- **DOCUMENT**
********

I have been unbelievably blessed this week.

I try to avoid declaring my precarious financial situation as best as possible- I don’t find it overly gracious to complain too loudly that I can’t afford to pay my electricity bill but still be putting my kids in to private school. Well, without the help of my parents, my kids would most definately be in public school. A lot hides behind the surface of many families- they all have their own financial burdens and are struggling to make ends meet. Therefore I am not overly fond of asking for help, as I see it as a sign that I have, well, fucked up somewhere or am living beyond my means.

However, after talking with my psych and family I have come to the realisation that the fact that we can’t make our loan repayments isn’t my fault. We haven’t splurged on anything in the last 6 months, we still drive our shitbox car with the broken bumper, no aerial and no airconditioning. I have taken up baking to provide our kids with snacks in lieu of having packaged lunchbox treats in the cupboard. We survived on $3 a kilo sausages for weeks. I am trying my best, but it just wasn’t good enough. And that is hard to accept.

********

- **DATA SECTION**
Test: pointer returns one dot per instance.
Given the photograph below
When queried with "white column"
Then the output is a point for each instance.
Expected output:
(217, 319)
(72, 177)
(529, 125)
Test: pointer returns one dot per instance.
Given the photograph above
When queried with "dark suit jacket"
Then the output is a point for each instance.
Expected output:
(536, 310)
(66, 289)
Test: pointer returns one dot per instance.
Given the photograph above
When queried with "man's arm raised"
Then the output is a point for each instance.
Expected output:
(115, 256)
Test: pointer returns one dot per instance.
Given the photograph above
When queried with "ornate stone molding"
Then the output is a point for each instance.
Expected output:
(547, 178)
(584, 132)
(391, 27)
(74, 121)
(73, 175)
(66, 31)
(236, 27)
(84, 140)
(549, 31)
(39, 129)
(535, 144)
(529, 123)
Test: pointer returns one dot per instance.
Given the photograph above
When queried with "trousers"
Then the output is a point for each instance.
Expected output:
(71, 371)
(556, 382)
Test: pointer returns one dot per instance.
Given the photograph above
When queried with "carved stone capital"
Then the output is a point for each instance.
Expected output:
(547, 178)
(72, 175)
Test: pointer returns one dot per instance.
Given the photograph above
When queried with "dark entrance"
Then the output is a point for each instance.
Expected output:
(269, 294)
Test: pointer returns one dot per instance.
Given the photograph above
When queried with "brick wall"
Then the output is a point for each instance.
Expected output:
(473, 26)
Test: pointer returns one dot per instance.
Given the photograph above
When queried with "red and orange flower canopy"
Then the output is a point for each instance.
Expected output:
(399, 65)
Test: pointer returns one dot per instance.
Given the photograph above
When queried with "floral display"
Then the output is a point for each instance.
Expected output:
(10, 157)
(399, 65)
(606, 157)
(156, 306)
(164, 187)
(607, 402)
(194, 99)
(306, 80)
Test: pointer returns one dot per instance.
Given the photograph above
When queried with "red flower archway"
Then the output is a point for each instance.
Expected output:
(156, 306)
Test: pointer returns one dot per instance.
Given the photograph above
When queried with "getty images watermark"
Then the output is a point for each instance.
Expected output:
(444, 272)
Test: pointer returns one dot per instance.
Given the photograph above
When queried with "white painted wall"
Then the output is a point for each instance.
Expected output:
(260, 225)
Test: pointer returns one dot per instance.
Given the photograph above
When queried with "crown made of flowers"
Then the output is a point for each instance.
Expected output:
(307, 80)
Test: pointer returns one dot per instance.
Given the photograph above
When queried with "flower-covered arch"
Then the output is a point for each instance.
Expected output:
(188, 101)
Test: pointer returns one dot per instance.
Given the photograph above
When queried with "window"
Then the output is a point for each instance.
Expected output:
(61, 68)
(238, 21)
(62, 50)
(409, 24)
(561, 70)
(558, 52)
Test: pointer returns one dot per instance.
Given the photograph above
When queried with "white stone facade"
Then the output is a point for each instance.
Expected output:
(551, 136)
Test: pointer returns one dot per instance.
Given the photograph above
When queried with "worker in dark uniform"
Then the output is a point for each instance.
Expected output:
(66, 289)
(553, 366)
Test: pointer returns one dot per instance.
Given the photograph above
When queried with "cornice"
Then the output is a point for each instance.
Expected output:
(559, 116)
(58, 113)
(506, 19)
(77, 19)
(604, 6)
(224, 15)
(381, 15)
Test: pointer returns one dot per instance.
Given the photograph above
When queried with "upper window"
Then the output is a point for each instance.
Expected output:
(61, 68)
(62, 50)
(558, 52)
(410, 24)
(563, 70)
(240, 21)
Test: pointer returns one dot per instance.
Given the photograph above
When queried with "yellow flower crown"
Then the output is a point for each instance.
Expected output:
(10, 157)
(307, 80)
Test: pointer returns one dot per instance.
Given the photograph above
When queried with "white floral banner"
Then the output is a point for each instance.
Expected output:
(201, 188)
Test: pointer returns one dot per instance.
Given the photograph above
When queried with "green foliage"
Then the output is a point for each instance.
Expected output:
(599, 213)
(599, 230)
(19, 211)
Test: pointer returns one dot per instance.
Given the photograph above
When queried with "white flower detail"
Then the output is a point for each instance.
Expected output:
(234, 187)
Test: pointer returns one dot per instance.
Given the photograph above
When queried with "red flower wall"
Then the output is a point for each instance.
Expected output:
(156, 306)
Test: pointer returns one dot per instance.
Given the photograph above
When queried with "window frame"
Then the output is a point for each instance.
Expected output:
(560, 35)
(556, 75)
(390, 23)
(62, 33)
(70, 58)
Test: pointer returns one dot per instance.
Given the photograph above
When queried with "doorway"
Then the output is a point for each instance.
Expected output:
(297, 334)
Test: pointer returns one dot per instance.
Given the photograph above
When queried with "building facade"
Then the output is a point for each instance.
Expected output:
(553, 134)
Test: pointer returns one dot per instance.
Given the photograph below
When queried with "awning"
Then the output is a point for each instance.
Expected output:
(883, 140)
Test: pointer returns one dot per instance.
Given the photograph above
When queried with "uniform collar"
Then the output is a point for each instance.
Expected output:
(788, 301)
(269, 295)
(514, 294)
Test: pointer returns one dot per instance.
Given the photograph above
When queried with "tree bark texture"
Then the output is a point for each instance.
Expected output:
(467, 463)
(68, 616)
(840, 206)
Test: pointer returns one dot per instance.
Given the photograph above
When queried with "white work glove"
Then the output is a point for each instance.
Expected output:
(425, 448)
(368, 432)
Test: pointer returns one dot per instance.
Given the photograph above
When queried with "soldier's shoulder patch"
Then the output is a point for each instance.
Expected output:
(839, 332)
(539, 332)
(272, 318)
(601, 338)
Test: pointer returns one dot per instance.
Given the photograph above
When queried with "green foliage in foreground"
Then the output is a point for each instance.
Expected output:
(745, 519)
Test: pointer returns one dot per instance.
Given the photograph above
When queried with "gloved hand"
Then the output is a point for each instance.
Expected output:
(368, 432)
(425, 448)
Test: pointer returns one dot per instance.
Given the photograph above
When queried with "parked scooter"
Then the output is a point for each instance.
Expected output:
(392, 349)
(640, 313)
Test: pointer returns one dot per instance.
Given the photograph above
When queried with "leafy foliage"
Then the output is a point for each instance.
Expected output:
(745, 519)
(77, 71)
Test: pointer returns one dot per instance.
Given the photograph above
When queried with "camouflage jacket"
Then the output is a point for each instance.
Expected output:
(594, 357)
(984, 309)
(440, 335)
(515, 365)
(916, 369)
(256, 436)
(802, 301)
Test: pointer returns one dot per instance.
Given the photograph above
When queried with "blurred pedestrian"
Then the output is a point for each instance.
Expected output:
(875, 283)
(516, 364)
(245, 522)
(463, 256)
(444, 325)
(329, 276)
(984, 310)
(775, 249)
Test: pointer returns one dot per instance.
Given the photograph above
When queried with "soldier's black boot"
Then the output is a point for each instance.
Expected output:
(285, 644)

********

- **PROBLEM TO SOLVE**
In the post about household money troubles, what price were the sausages the family lived on for weeks?

- **WORKED SOLUTION**
$3 a kilo.